== Exercise requirements ==
Lay out the lines below as a JSON list of strings, one string per line, with blank lines left out. Begin at the very start of the lines, stop after the line that contains "box: [278, 240, 309, 261]", and leave the pictures out.

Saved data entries
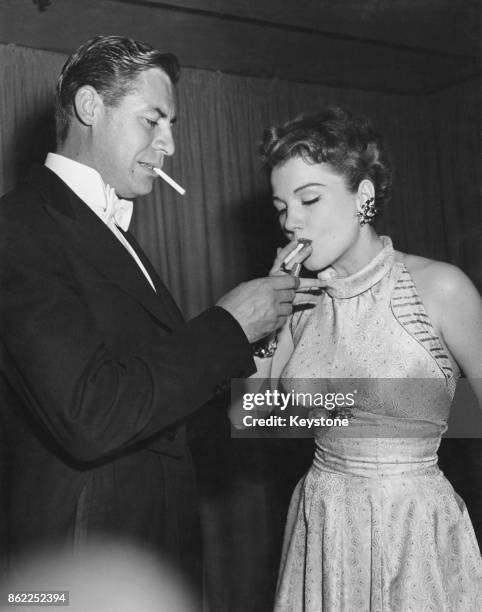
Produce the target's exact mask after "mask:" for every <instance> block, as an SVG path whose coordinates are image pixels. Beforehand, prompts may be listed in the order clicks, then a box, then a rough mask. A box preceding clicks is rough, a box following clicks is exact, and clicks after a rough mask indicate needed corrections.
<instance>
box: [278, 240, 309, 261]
mask: <svg viewBox="0 0 482 612" xmlns="http://www.w3.org/2000/svg"><path fill="white" fill-rule="evenodd" d="M304 246H305V245H304V244H303V243H302V242H299V243H298V246H297V247H296V248H295V249H293V250H292V251H291V253H290V254H289V255H287V256H286V257H285V259H284V260H283V265H284V266H285V265H286V264H287V263H290V261H291V260H292V259H293V257H295V255H297V254H298V253H299V252H300V251H301V249H302V248H303V247H304Z"/></svg>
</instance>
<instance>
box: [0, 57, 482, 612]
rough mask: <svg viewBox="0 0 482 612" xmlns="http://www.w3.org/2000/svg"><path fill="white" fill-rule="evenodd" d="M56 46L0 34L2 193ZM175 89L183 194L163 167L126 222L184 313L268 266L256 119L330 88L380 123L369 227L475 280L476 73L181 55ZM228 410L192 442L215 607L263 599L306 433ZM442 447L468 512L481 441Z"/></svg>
mask: <svg viewBox="0 0 482 612" xmlns="http://www.w3.org/2000/svg"><path fill="white" fill-rule="evenodd" d="M64 60H65V57H64V56H62V55H59V54H54V53H49V52H45V51H40V50H34V49H26V48H20V47H15V46H13V45H0V87H1V90H0V115H1V129H0V154H1V166H0V193H3V192H5V191H7V190H8V189H9V188H11V187H13V185H14V184H15V183H16V181H17V179H18V178H19V177H20V176H21V174H22V172H24V171H25V169H26V168H27V167H28V165H29V164H30V163H31V162H32V161H34V160H37V161H42V160H43V157H44V155H45V153H46V151H47V150H48V149H51V148H52V147H53V139H52V120H51V110H52V105H51V100H52V92H53V88H54V83H55V78H56V74H57V72H58V70H59V68H60V66H61V65H62V63H63V61H64ZM367 69H375V70H376V67H373V68H368V67H367ZM394 69H396V67H394ZM178 93H179V109H178V110H179V112H178V115H179V122H178V127H176V130H177V133H176V136H175V137H176V142H177V152H176V155H175V157H174V158H173V159H172V160H170V161H169V162H168V163H167V164H166V170H167V172H168V173H170V174H171V175H172V176H173V177H174V178H175V179H176V180H177V181H178V182H180V183H181V184H182V185H183V186H184V187H185V188H186V190H187V194H186V196H185V197H181V196H179V195H178V194H177V193H176V192H174V191H173V190H172V189H171V188H170V187H168V186H166V185H165V184H163V183H161V181H158V182H157V183H156V186H155V188H154V191H153V193H152V194H151V195H150V196H148V197H145V198H142V199H140V200H139V201H138V202H137V204H136V207H135V216H134V222H133V231H134V233H135V234H136V235H137V237H138V239H139V241H140V242H141V244H142V245H143V246H144V248H145V249H146V251H147V253H148V254H149V256H150V257H151V259H152V261H153V263H154V264H155V265H156V267H157V268H158V270H159V271H160V273H161V276H162V277H163V279H164V280H165V282H166V284H167V285H168V286H169V288H170V289H171V291H172V292H173V294H174V296H175V297H176V299H177V300H178V302H179V304H180V305H181V307H182V309H183V311H184V313H185V315H186V316H187V317H191V316H193V315H195V314H197V313H198V312H200V311H201V310H203V309H204V308H206V307H207V306H210V305H211V304H213V303H214V302H215V301H216V299H217V298H218V297H219V296H221V295H222V294H223V293H224V292H225V291H226V290H228V289H230V288H231V287H233V286H234V285H235V284H237V283H238V282H240V281H243V280H246V279H248V278H251V277H253V276H256V275H262V274H264V273H265V272H266V271H267V270H268V268H269V266H270V263H271V260H272V257H273V254H274V250H275V246H276V245H277V244H279V242H280V240H281V237H280V235H279V233H278V230H277V228H276V226H275V220H274V215H273V213H272V211H271V205H270V198H269V188H268V183H267V180H266V177H265V176H264V175H263V173H262V172H261V169H260V166H259V162H258V160H257V157H256V143H257V141H259V139H260V136H261V133H262V130H263V128H264V127H265V126H268V125H270V124H273V123H277V122H280V121H284V120H286V119H288V118H290V117H293V116H294V115H295V114H298V113H300V112H303V111H314V110H316V109H318V108H320V106H322V105H325V104H343V105H346V106H348V107H350V108H351V109H352V110H353V111H354V112H356V113H363V114H366V115H368V116H369V117H371V118H372V119H373V121H374V123H375V125H376V126H377V128H378V130H379V131H380V132H381V133H382V135H383V136H384V140H385V142H386V144H387V146H388V149H389V151H390V153H391V158H392V163H393V168H394V189H393V199H392V202H391V204H390V205H389V207H388V208H387V209H386V210H385V211H384V214H383V217H382V218H381V219H380V222H379V229H380V231H381V232H383V233H388V234H390V235H391V236H392V238H393V240H394V244H395V245H396V247H397V248H399V249H400V250H405V251H409V252H412V253H416V254H419V255H424V256H427V257H433V258H437V259H441V260H445V261H450V262H452V263H454V264H456V265H458V266H460V267H461V268H462V269H463V270H465V271H466V272H467V273H468V274H469V276H470V277H471V278H472V280H473V281H474V282H475V283H476V284H477V285H478V286H479V288H480V287H481V286H482V278H481V271H480V227H481V226H480V208H479V204H478V188H479V175H478V167H479V159H480V154H479V153H480V152H479V140H478V123H479V117H478V82H476V81H475V80H473V81H469V82H466V83H464V84H462V85H459V86H456V87H452V88H450V89H447V90H446V91H443V92H440V93H437V94H432V95H428V96H410V95H403V96H402V95H388V94H384V93H377V92H363V91H358V90H355V89H337V88H332V87H323V86H321V85H320V86H318V85H304V84H299V83H291V82H288V81H282V80H278V79H258V78H249V77H241V76H231V75H226V74H220V73H213V72H207V71H202V70H193V69H185V70H183V73H182V77H181V81H180V84H179V87H178ZM224 410H225V406H222V405H221V406H219V407H218V409H217V410H216V408H213V407H212V409H211V410H210V411H204V412H203V416H198V417H197V422H196V428H197V429H196V431H197V432H198V433H197V436H196V437H195V439H194V442H193V451H194V454H195V456H196V459H197V465H198V470H199V479H200V488H201V509H202V516H203V524H204V532H205V550H206V587H207V591H208V592H209V595H210V598H211V601H212V602H213V603H212V604H211V605H212V608H211V609H212V611H213V612H214V611H215V612H221V611H222V610H229V612H236V611H239V612H251V611H253V612H254V611H255V610H260V611H261V610H262V611H263V612H264V611H265V610H268V609H270V598H271V595H272V590H273V587H274V581H275V578H276V566H277V561H278V554H279V545H280V542H281V532H282V528H283V522H284V516H285V512H286V503H287V500H288V498H289V494H290V492H291V490H292V487H293V484H294V482H295V481H296V479H297V478H298V477H299V475H300V474H301V473H302V471H303V470H304V468H305V466H306V465H307V464H308V463H309V461H310V456H311V446H307V445H306V444H305V443H304V442H303V441H300V442H299V443H298V444H296V443H295V444H293V443H290V444H289V445H288V444H284V445H283V444H281V445H280V444H275V443H269V444H268V443H267V442H266V441H261V443H256V441H253V440H230V438H229V429H228V427H227V422H226V419H225V417H224ZM206 414H207V415H208V416H206ZM441 460H442V463H443V465H444V469H445V470H446V471H447V472H448V474H449V475H450V476H451V478H452V481H453V482H454V481H456V482H455V488H456V489H457V490H458V491H460V492H461V494H462V495H463V496H464V497H465V498H466V500H467V502H468V505H469V510H470V511H471V514H472V516H473V518H474V519H475V521H476V522H477V520H478V519H479V518H480V481H479V480H477V478H476V477H477V476H478V475H479V474H480V473H481V471H482V466H481V464H480V445H479V441H474V442H472V443H470V441H462V442H459V441H445V443H444V444H443V447H442V453H441ZM474 475H475V478H474Z"/></svg>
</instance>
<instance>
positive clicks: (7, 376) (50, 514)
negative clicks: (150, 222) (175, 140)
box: [0, 36, 298, 567]
mask: <svg viewBox="0 0 482 612" xmlns="http://www.w3.org/2000/svg"><path fill="white" fill-rule="evenodd" d="M177 78H178V64H177V60H176V59H175V58H174V56H172V55H165V54H161V53H159V52H158V51H155V50H153V49H152V48H151V47H150V46H148V45H145V44H143V43H138V42H135V41H132V40H129V39H123V38H120V37H115V36H111V37H98V38H95V39H93V40H91V41H89V42H87V43H86V44H84V45H83V46H82V47H80V48H79V49H78V50H77V52H76V53H75V54H74V55H73V56H72V57H71V58H69V60H68V61H67V63H66V64H65V66H64V68H63V69H62V72H61V75H60V77H59V81H58V85H57V112H56V124H57V140H58V147H57V154H49V155H48V157H47V160H46V164H45V166H46V167H45V166H43V167H42V166H39V167H37V168H34V169H33V171H32V172H31V173H30V174H29V175H28V177H27V178H26V179H25V180H24V182H23V184H22V185H21V186H20V187H18V188H17V189H16V190H14V191H13V192H11V193H10V194H7V195H6V196H5V197H4V198H3V199H2V202H1V206H0V236H1V240H0V248H1V253H0V262H1V264H0V269H1V287H2V299H1V301H0V302H1V303H0V309H1V310H0V315H1V317H0V322H1V330H0V331H1V343H2V348H3V351H2V363H1V364H0V365H1V368H2V371H3V386H2V388H1V393H2V419H1V420H2V421H3V422H4V424H5V425H4V435H5V437H6V441H4V445H6V447H7V448H6V460H5V465H6V468H5V470H4V471H5V476H4V483H7V482H8V483H9V493H8V498H7V495H6V494H4V493H0V498H1V499H2V502H0V503H3V504H4V507H3V511H4V514H5V515H6V517H7V518H6V520H7V525H6V527H5V526H4V528H3V530H2V529H0V534H2V533H5V532H6V533H8V542H7V546H6V548H7V549H8V550H9V551H10V555H11V560H10V563H11V565H12V564H13V565H15V559H16V558H17V556H18V555H20V554H21V553H22V552H26V551H29V550H31V549H32V548H38V547H41V546H42V545H47V544H49V545H56V546H62V547H64V548H70V549H74V550H75V548H76V547H79V546H81V545H82V544H83V543H84V542H89V541H90V540H92V539H94V538H96V537H106V536H111V537H113V538H116V539H118V538H123V539H126V540H130V541H133V542H136V543H140V544H142V545H144V546H146V547H149V548H151V549H153V550H154V551H158V552H160V553H162V554H163V555H165V556H168V557H169V558H170V559H171V560H172V561H174V562H175V563H178V564H180V565H182V566H184V567H189V566H193V565H195V563H196V557H197V553H196V546H195V544H194V543H193V542H194V541H195V540H196V523H197V512H196V510H197V508H196V497H195V488H194V483H193V472H192V468H191V463H190V458H189V453H188V451H187V448H186V444H185V440H184V431H183V428H182V423H183V419H185V418H186V417H187V416H188V415H189V414H191V413H192V412H194V411H195V410H196V409H197V408H198V407H200V406H201V405H202V404H203V403H205V402H206V401H207V400H209V399H210V398H211V397H212V396H213V395H215V394H216V393H217V392H221V391H223V390H224V389H226V388H227V386H228V384H229V380H230V379H231V378H233V377H243V376H247V375H250V374H251V373H252V372H253V370H254V364H253V361H252V357H251V352H252V351H251V346H250V344H251V343H253V342H255V341H257V340H259V339H260V338H263V337H265V336H266V335H268V334H270V333H271V332H272V331H273V330H275V329H277V328H279V327H280V326H281V325H282V323H283V322H284V320H285V318H286V317H287V316H288V315H289V313H290V312H291V302H292V300H293V297H294V290H295V288H296V287H297V286H298V281H297V279H293V278H291V277H289V276H280V277H275V278H266V279H258V280H254V281H251V282H248V283H244V284H242V285H240V286H239V287H237V288H235V289H234V290H233V291H231V292H230V293H228V294H227V295H225V296H224V297H223V298H222V299H221V300H220V301H219V302H218V305H217V306H215V307H213V308H210V309H209V310H207V311H205V312H204V313H202V314H201V315H199V316H198V317H196V318H195V319H193V320H192V321H189V322H188V323H186V322H184V321H183V319H182V316H181V314H180V312H179V310H178V308H177V306H176V305H175V303H174V301H173V299H172V297H171V296H170V294H169V293H168V291H167V290H166V288H165V287H164V285H163V284H162V282H161V280H160V279H159V278H158V276H157V274H156V271H155V270H154V268H153V267H152V265H151V264H150V262H149V260H148V259H147V258H146V256H145V254H144V253H143V252H142V250H141V249H140V247H139V245H138V244H137V243H136V241H135V239H134V238H133V236H132V235H131V234H130V233H129V232H128V231H127V230H126V229H125V228H126V225H124V221H125V217H126V216H127V217H129V215H130V212H131V211H130V210H129V208H130V206H129V203H128V202H120V204H119V203H118V202H117V196H118V197H119V198H127V199H132V198H135V197H136V196H140V195H143V194H147V193H149V192H150V191H151V189H152V184H153V181H154V180H155V174H154V173H153V171H152V166H162V163H163V160H164V158H165V157H166V156H169V155H172V154H173V153H174V141H173V136H172V131H171V129H172V124H173V123H174V121H175V92H174V84H175V82H176V80H177ZM114 191H115V193H114ZM118 204H119V206H118ZM117 206H118V207H119V209H120V210H117ZM122 215H124V220H122V219H121V218H120V216H122ZM122 228H124V229H122ZM0 548H3V549H5V546H2V545H0Z"/></svg>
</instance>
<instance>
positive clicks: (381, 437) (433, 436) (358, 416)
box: [229, 377, 482, 439]
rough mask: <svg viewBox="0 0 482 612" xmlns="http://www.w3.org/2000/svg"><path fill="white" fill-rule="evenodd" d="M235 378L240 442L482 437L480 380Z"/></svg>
mask: <svg viewBox="0 0 482 612" xmlns="http://www.w3.org/2000/svg"><path fill="white" fill-rule="evenodd" d="M454 388H455V381H451V380H449V381H447V380H446V379H445V378H444V377H438V378H331V379H322V378H317V379H314V378H308V379H294V378H291V379H280V380H273V379H261V378H250V379H246V380H241V379H236V380H233V381H232V384H231V407H230V411H229V414H230V419H231V423H232V428H231V435H232V436H233V437H238V438H239V437H243V438H250V437H273V436H275V437H302V438H305V437H312V436H313V435H319V434H320V430H321V431H322V430H325V432H328V430H331V431H332V433H333V435H337V436H342V437H351V438H352V437H355V438H363V437H369V438H399V439H400V438H402V439H403V438H434V439H435V438H438V437H440V436H443V437H449V438H481V439H482V410H481V407H480V402H479V400H478V398H480V397H482V380H481V379H470V380H469V379H460V380H459V381H458V382H457V385H456V389H455V395H454Z"/></svg>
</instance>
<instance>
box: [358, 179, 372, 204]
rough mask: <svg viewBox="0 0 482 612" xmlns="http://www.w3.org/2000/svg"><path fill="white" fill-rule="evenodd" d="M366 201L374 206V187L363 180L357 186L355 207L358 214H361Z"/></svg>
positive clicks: (366, 202)
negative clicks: (355, 205)
mask: <svg viewBox="0 0 482 612" xmlns="http://www.w3.org/2000/svg"><path fill="white" fill-rule="evenodd" d="M367 201H370V203H373V204H375V186H374V185H373V183H372V182H371V181H370V179H363V181H361V182H360V184H359V185H358V191H357V195H356V206H357V210H358V212H361V210H362V207H363V206H366V204H367Z"/></svg>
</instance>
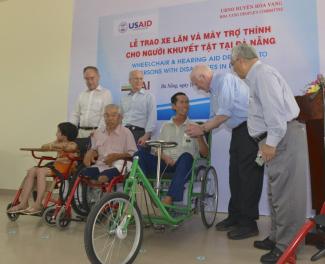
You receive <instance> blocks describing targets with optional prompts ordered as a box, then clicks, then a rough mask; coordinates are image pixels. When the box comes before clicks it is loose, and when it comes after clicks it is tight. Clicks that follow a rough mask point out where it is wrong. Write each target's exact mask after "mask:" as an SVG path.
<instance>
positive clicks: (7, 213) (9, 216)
mask: <svg viewBox="0 0 325 264" xmlns="http://www.w3.org/2000/svg"><path fill="white" fill-rule="evenodd" d="M11 207H13V204H12V203H10V204H8V205H7V210H9V209H10V208H11ZM7 216H8V218H9V219H10V221H12V222H15V221H16V220H17V219H18V217H19V214H16V213H7Z"/></svg>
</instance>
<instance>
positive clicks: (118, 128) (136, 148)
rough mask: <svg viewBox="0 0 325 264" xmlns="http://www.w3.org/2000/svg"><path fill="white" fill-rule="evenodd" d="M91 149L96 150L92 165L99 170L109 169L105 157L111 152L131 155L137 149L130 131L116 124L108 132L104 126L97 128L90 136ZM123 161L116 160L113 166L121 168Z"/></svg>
mask: <svg viewBox="0 0 325 264" xmlns="http://www.w3.org/2000/svg"><path fill="white" fill-rule="evenodd" d="M91 149H93V150H96V151H97V153H98V159H97V161H96V163H95V165H94V167H98V168H99V170H100V171H103V170H106V169H109V168H111V167H109V166H108V165H107V164H106V163H105V158H106V156H107V155H108V154H112V153H128V154H130V155H131V156H133V154H134V153H135V152H136V151H137V146H136V144H135V141H134V137H133V135H132V133H131V131H130V130H129V129H128V128H126V127H123V126H122V125H118V126H117V127H116V129H115V130H114V131H112V132H110V133H108V131H107V130H106V127H105V128H100V129H97V130H96V131H95V132H94V135H93V136H92V137H91ZM122 165H123V161H122V160H118V161H115V162H114V163H113V166H114V167H116V168H117V169H118V170H120V169H121V168H122Z"/></svg>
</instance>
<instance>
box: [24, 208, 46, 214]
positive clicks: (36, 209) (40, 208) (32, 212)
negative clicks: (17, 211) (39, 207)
mask: <svg viewBox="0 0 325 264" xmlns="http://www.w3.org/2000/svg"><path fill="white" fill-rule="evenodd" d="M41 212H42V209H41V208H40V209H35V208H34V207H29V208H27V209H26V210H25V211H24V214H26V215H36V214H39V213H41Z"/></svg>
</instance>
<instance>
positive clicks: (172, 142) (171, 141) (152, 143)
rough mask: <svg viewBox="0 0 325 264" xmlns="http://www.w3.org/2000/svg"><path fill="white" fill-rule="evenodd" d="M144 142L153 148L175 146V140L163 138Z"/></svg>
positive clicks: (175, 144) (172, 146) (148, 145)
mask: <svg viewBox="0 0 325 264" xmlns="http://www.w3.org/2000/svg"><path fill="white" fill-rule="evenodd" d="M146 144H147V145H148V146H150V147H154V148H162V149H164V148H174V147H176V146H177V142H174V141H164V140H148V141H146Z"/></svg>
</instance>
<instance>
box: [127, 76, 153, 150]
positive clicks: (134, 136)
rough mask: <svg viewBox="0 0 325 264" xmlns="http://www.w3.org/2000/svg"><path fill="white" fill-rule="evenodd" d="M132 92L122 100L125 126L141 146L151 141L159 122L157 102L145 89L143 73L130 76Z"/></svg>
mask: <svg viewBox="0 0 325 264" xmlns="http://www.w3.org/2000/svg"><path fill="white" fill-rule="evenodd" d="M129 82H130V84H131V91H130V92H129V93H127V94H125V95H124V96H123V97H122V100H121V107H122V110H123V121H122V123H123V125H124V126H125V127H127V128H129V129H130V130H131V132H132V134H133V136H134V138H135V141H136V143H137V144H139V145H144V143H145V142H146V141H147V140H148V139H150V137H151V134H152V132H153V130H154V127H155V123H156V121H157V109H156V100H155V97H154V95H153V94H152V93H150V92H148V91H146V90H145V89H143V72H142V71H139V70H133V71H131V72H130V74H129Z"/></svg>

== Written answer ==
[
  "Produce the target's exact mask after \"mask:\" for every <instance> block, as an SVG path whose coordinates are image pixels. Beforehand, prompts may be listed in the order clicks, then a box, then a rough mask. A box preceding clicks is rough, a box following clicks is exact, and clicks after a rough mask indicate needed corrections.",
  "<instance>",
  "box: [278, 240, 309, 261]"
]